GIVEN RECORDS section start
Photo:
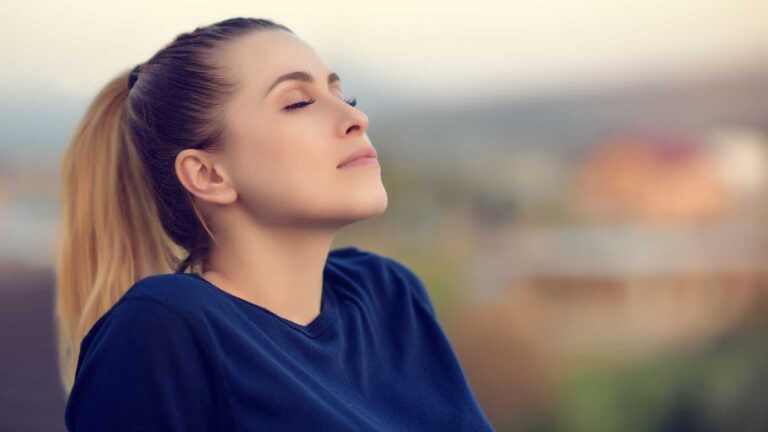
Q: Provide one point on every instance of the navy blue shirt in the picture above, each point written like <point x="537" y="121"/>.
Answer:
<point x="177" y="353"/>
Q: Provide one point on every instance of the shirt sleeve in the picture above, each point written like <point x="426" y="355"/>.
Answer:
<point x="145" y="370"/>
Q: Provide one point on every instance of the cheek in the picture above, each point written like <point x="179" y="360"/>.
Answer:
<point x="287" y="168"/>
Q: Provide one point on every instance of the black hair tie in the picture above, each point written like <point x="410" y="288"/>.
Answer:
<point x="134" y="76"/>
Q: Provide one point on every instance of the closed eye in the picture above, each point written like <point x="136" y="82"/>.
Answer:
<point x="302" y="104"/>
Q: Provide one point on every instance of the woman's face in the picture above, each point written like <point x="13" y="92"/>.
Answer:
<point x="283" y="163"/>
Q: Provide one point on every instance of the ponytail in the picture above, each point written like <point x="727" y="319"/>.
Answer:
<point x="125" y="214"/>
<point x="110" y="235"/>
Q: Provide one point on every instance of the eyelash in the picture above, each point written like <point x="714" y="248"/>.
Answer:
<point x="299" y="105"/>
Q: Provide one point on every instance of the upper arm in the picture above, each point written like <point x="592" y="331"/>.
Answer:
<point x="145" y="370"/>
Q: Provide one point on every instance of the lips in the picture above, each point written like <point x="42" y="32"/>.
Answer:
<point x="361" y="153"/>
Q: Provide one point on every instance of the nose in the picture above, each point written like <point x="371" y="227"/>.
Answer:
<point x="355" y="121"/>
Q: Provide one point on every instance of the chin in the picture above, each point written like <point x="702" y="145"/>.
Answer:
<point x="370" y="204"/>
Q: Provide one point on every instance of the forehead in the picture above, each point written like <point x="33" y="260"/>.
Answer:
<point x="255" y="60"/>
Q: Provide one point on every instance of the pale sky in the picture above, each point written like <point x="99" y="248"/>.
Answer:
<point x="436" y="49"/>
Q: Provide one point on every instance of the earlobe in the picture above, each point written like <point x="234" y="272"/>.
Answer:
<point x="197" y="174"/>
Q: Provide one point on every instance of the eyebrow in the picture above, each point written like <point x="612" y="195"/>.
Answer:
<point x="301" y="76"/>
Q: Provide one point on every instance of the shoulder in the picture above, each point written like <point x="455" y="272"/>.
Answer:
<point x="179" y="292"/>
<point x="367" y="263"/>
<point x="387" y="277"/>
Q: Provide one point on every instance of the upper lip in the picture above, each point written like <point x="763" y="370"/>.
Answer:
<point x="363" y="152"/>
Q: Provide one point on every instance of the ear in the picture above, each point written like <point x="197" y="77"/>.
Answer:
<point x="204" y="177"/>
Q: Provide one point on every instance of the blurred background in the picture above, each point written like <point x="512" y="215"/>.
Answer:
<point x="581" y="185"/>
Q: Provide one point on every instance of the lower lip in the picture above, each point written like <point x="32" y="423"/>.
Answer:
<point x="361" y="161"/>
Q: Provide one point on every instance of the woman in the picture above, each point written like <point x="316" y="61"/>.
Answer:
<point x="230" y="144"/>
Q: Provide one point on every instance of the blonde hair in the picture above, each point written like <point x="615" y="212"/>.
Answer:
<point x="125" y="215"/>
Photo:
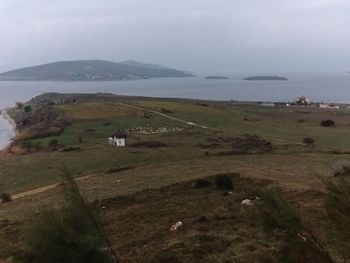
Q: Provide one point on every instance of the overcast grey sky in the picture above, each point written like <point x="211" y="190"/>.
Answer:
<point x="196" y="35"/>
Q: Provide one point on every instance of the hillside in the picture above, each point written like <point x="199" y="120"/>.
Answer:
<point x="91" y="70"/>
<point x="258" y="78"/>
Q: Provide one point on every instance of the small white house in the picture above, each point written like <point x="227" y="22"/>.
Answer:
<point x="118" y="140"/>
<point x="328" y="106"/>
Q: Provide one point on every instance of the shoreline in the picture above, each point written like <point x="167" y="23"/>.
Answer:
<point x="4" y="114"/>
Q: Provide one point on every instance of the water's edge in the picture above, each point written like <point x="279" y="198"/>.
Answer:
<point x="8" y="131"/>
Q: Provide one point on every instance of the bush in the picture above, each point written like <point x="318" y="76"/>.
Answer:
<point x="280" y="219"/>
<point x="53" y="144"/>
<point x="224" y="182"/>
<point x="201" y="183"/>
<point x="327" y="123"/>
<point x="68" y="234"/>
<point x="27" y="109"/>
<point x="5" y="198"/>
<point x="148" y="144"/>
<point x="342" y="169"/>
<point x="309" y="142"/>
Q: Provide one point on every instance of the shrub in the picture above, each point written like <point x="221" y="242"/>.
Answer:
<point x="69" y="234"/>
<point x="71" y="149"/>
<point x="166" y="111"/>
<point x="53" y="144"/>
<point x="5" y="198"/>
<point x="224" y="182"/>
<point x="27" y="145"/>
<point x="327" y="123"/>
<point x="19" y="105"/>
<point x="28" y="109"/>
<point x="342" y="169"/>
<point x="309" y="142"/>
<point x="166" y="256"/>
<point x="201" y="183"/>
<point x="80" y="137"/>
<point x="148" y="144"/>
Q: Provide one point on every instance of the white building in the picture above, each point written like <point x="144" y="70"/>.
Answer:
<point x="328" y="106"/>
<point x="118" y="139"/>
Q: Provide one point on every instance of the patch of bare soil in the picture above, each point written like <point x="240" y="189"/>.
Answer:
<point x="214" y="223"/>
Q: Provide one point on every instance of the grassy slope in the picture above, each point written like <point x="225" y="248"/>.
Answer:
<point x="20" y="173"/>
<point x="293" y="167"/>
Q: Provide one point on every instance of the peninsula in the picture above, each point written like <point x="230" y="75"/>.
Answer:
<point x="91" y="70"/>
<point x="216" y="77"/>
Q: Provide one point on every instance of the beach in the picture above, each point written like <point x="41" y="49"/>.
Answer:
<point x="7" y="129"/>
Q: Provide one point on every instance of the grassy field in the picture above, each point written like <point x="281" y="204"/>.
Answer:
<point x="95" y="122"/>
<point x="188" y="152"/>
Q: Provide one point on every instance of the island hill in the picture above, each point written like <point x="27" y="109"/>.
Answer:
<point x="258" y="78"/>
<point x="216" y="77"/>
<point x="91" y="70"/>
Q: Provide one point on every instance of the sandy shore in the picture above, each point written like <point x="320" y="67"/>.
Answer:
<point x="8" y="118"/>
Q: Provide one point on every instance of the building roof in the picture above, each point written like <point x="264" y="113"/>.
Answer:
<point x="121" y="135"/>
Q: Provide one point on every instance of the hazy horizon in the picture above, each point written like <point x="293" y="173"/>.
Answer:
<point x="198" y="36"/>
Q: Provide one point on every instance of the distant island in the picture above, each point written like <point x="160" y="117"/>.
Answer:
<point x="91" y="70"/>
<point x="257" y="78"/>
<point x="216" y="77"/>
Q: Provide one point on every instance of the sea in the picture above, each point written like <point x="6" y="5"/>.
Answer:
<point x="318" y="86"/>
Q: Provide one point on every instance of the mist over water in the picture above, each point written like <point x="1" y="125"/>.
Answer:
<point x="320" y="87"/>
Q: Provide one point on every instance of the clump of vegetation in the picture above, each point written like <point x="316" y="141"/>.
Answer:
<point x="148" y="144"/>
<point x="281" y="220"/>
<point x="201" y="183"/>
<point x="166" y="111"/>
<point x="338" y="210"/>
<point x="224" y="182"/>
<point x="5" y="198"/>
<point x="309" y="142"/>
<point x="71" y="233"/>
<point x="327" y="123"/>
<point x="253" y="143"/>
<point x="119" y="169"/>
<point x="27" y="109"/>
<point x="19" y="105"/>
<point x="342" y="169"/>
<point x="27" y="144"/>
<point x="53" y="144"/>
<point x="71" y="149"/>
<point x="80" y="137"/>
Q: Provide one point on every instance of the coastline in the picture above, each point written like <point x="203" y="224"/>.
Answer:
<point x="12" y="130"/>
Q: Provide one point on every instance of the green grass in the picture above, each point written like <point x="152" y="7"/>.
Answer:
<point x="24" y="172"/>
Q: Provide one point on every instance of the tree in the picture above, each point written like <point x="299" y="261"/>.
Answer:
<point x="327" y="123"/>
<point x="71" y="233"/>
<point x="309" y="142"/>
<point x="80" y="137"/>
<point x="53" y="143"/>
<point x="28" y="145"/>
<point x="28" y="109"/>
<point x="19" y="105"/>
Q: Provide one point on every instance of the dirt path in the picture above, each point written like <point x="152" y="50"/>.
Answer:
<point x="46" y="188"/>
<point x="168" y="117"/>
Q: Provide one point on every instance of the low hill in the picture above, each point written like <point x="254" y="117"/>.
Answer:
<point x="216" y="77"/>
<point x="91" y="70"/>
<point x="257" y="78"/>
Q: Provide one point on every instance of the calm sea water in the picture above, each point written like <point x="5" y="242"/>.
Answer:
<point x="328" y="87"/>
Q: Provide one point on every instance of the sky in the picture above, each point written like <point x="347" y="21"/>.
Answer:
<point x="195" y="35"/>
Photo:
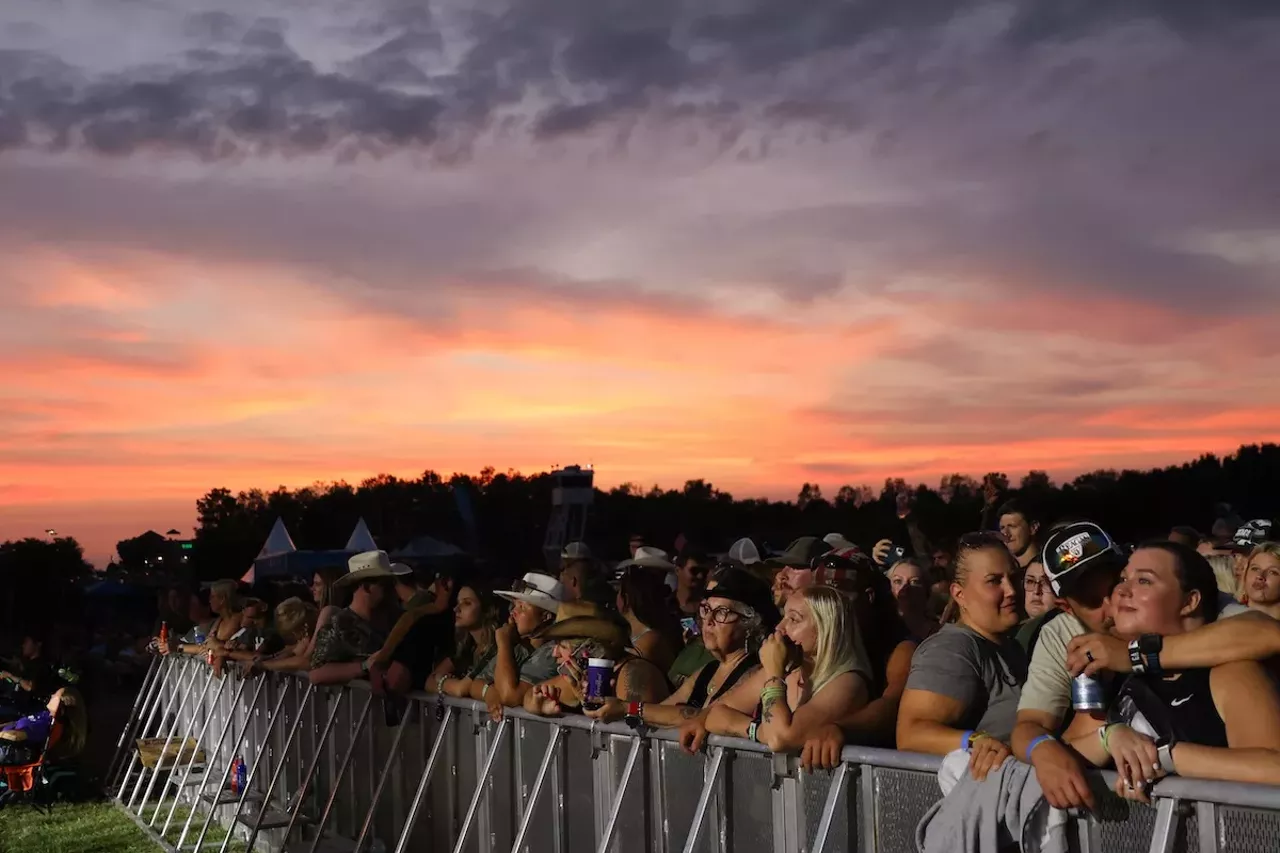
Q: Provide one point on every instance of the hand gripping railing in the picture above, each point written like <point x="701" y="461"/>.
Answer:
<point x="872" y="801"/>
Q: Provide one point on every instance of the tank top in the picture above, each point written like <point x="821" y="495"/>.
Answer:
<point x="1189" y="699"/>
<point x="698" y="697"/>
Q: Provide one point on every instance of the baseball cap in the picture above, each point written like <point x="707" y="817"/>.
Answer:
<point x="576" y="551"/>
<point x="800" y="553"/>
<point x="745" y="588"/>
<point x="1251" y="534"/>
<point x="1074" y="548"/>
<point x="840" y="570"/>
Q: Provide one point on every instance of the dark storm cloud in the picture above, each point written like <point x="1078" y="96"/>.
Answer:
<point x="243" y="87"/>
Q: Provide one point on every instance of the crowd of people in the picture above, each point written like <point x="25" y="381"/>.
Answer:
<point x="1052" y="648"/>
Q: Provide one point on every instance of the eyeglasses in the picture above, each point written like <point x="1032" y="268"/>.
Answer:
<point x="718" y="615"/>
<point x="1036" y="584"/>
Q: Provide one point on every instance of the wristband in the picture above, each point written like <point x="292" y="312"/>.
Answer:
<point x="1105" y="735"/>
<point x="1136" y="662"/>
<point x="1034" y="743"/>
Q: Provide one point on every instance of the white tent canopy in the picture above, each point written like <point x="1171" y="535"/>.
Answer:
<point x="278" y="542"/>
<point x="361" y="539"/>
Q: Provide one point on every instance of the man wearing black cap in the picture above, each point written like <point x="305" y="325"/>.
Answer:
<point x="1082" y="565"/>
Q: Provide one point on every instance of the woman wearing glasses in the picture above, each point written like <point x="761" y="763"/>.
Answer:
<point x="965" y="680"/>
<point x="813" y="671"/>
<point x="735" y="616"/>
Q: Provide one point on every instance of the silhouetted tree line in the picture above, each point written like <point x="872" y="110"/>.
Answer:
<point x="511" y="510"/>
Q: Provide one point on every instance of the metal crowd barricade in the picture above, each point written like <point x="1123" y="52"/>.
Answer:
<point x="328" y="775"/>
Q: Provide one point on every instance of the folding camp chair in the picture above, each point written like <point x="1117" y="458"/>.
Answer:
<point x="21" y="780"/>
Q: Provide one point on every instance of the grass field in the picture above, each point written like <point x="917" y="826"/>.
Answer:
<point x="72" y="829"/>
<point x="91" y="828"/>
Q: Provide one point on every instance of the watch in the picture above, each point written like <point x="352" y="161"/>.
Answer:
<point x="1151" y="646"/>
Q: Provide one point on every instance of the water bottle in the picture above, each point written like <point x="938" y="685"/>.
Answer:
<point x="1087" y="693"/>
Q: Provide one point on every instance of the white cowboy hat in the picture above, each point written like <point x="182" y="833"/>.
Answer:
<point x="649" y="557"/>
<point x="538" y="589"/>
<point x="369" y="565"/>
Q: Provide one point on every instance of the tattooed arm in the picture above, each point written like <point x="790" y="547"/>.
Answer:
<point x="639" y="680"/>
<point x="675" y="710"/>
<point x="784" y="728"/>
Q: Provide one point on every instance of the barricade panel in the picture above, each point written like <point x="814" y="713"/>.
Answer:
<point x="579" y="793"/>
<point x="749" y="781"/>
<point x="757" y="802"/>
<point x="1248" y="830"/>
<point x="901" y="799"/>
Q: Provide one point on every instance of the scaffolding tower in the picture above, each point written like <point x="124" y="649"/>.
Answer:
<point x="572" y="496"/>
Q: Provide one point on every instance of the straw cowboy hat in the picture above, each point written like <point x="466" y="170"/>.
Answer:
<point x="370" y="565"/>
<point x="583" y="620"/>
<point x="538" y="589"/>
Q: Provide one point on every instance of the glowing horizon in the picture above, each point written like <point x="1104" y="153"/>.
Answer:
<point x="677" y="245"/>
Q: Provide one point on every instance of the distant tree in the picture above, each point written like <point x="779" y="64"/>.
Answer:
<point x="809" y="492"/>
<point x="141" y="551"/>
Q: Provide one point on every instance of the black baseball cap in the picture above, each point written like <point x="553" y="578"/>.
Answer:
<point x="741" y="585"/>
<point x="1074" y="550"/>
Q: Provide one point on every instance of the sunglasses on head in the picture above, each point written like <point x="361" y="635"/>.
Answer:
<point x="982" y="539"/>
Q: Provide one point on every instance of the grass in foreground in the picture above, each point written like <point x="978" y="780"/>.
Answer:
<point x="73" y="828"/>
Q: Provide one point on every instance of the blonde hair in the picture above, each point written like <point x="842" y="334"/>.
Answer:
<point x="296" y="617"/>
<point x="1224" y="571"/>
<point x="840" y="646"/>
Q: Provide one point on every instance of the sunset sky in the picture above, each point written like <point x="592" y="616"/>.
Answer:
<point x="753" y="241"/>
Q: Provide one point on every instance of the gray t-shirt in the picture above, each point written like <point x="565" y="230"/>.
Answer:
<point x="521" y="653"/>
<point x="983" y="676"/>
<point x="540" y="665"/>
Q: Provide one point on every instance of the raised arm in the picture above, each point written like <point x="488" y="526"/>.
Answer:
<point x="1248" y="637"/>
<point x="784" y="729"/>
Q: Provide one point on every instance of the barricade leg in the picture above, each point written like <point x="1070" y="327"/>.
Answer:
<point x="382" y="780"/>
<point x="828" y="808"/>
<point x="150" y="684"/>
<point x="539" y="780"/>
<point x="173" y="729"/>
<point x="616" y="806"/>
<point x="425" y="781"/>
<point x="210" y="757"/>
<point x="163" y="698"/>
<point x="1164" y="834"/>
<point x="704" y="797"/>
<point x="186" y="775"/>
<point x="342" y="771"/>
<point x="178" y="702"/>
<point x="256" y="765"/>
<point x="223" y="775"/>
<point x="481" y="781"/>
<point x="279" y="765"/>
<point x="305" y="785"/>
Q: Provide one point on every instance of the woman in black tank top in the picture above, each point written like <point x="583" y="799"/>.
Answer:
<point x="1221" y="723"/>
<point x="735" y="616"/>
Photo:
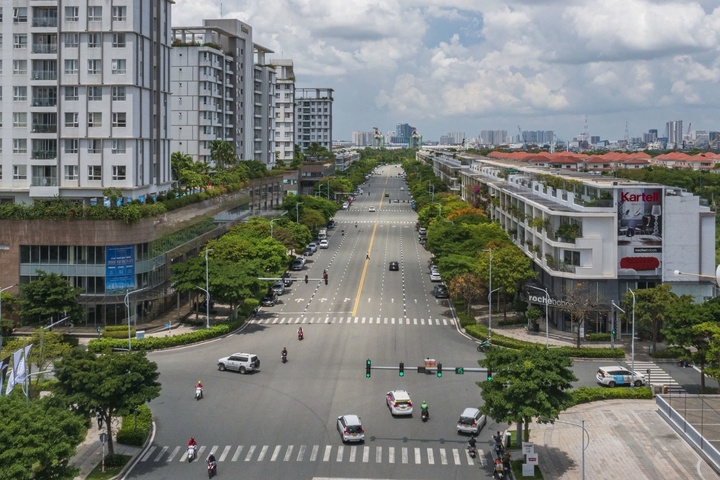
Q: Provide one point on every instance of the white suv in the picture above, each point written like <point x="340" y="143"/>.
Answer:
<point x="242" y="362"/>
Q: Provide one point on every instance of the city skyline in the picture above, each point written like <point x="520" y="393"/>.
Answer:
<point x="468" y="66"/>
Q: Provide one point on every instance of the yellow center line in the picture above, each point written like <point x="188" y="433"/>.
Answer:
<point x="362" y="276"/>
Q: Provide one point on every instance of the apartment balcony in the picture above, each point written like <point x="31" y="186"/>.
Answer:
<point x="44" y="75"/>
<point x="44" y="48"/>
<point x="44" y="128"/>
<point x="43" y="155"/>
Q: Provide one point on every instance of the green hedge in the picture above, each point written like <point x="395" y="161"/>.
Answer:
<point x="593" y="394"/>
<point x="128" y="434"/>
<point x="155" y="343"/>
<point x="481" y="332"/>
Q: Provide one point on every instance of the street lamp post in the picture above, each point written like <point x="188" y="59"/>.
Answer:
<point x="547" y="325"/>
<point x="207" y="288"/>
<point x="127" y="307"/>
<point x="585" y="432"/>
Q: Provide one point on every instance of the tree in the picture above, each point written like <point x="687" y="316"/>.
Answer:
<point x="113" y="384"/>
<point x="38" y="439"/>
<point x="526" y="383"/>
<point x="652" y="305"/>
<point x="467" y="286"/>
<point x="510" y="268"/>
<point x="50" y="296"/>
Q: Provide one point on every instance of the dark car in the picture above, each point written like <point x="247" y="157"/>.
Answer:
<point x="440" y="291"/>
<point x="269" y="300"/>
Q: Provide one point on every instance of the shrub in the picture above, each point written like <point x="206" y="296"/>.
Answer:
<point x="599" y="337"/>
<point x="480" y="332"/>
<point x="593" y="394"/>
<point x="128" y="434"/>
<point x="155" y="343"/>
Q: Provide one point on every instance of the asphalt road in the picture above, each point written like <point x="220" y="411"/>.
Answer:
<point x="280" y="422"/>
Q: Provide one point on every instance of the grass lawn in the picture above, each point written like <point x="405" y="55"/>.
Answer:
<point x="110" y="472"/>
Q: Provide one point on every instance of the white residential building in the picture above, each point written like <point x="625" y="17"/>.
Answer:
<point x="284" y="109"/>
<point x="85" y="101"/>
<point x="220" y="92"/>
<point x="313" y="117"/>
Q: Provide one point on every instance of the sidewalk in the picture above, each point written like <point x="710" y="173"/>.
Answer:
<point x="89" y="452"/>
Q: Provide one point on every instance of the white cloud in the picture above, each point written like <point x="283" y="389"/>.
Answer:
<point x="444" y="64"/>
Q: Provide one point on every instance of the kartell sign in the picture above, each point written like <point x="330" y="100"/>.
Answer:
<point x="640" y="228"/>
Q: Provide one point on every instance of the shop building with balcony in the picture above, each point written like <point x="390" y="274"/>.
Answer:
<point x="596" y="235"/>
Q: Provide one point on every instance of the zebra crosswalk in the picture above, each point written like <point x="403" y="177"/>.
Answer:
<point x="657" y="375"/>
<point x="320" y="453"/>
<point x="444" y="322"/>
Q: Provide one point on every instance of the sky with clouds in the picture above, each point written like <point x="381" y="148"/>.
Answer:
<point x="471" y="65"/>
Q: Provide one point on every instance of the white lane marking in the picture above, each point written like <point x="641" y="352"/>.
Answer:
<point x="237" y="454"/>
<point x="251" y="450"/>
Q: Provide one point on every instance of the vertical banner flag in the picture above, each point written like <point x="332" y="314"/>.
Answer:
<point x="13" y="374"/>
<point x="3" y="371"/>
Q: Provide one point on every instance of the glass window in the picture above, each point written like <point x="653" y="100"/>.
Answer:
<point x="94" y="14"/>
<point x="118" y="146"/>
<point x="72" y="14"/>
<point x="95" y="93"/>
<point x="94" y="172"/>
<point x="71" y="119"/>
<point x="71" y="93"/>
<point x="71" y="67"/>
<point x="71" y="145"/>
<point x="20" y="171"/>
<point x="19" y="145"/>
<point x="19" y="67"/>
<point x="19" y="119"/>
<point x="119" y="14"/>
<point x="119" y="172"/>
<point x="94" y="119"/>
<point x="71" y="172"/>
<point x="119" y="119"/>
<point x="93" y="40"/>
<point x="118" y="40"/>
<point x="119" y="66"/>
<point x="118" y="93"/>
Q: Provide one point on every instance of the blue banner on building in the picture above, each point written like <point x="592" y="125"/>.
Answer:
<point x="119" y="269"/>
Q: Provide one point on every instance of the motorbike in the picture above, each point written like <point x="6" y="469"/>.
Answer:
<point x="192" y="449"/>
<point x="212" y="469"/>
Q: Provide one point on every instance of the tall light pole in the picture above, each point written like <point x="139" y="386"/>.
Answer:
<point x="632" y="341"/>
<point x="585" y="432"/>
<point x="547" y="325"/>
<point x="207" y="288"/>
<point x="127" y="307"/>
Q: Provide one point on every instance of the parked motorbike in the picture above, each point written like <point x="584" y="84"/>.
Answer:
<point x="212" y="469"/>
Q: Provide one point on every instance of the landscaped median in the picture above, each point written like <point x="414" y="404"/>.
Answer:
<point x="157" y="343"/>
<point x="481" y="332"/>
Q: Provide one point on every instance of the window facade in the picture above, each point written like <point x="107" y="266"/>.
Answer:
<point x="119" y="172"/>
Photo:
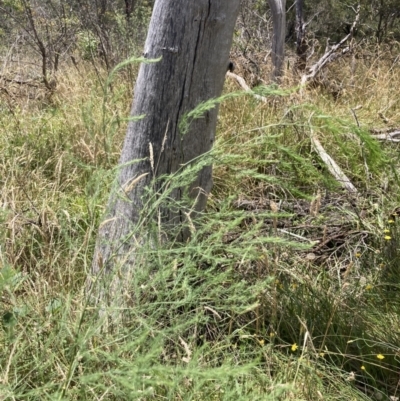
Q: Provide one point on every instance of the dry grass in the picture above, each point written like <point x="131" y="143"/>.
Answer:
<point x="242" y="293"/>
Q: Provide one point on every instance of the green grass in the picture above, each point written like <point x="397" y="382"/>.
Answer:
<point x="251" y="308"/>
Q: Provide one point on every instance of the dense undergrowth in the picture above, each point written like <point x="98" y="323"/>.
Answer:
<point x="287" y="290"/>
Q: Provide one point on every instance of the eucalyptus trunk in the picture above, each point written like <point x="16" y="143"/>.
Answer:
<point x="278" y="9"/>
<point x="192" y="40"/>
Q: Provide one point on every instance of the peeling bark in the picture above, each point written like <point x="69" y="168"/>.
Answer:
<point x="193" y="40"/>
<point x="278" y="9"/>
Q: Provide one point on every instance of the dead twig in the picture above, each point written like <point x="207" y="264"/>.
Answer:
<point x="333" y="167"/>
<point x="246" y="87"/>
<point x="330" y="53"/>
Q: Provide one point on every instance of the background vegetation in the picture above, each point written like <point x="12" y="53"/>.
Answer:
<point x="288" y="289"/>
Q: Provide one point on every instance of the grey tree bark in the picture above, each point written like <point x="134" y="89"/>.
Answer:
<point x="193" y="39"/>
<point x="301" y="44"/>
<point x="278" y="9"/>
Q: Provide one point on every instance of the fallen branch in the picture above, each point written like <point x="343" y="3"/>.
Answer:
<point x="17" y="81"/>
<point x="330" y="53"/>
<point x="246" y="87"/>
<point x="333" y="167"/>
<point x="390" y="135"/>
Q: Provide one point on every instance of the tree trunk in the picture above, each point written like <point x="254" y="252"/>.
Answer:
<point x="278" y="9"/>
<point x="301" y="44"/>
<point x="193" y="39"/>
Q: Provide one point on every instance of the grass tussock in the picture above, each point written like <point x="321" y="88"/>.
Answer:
GIVEN RECORDS section end
#### TRY IT
The lines holding the string "motorbike" in the listing above are what you should copy out.

#### SOLUTION FOR THIS PROBLEM
Q: Provide one point on every instance of the motorbike in the picture above, each point written like <point x="6" y="469"/>.
Q: Provide one point on every instance of the parked motorbike in the picture above, each point written like <point x="584" y="84"/>.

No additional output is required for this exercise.